Saved entries
+ + + +

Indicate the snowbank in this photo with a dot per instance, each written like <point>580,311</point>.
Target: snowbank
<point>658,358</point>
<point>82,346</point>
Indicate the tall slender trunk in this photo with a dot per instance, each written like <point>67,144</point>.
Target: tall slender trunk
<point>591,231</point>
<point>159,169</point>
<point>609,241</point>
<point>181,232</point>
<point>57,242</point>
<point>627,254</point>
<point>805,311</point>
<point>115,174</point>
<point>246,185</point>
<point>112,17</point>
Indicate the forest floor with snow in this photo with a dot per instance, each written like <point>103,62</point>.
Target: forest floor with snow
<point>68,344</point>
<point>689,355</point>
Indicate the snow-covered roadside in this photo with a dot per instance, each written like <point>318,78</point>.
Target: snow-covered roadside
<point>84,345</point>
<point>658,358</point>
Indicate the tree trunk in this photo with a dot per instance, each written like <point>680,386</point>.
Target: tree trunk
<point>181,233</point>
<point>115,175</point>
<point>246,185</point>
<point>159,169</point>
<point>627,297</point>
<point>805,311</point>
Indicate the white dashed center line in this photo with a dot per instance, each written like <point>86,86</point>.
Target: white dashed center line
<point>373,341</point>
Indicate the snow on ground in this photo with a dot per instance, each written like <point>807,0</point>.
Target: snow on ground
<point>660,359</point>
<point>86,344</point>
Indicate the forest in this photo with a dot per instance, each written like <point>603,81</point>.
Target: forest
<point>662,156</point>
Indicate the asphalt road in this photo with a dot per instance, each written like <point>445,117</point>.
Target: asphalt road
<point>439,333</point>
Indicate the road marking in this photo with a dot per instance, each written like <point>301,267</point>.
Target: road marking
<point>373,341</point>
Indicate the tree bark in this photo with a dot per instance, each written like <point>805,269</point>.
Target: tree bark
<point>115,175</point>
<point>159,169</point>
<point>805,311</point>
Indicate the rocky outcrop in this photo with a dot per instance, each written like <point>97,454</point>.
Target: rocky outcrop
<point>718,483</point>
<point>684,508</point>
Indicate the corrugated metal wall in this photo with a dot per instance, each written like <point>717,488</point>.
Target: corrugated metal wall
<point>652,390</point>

+ + + +

What is needed — In the records above, copy exactly the lines from the one that contains "Indicate the corrugated" through the last, and nothing else.

Output for this task —
Indicate the corrugated metal wall in this photo with a dot per instance, each written like <point>717,488</point>.
Target: corrugated metal wall
<point>652,390</point>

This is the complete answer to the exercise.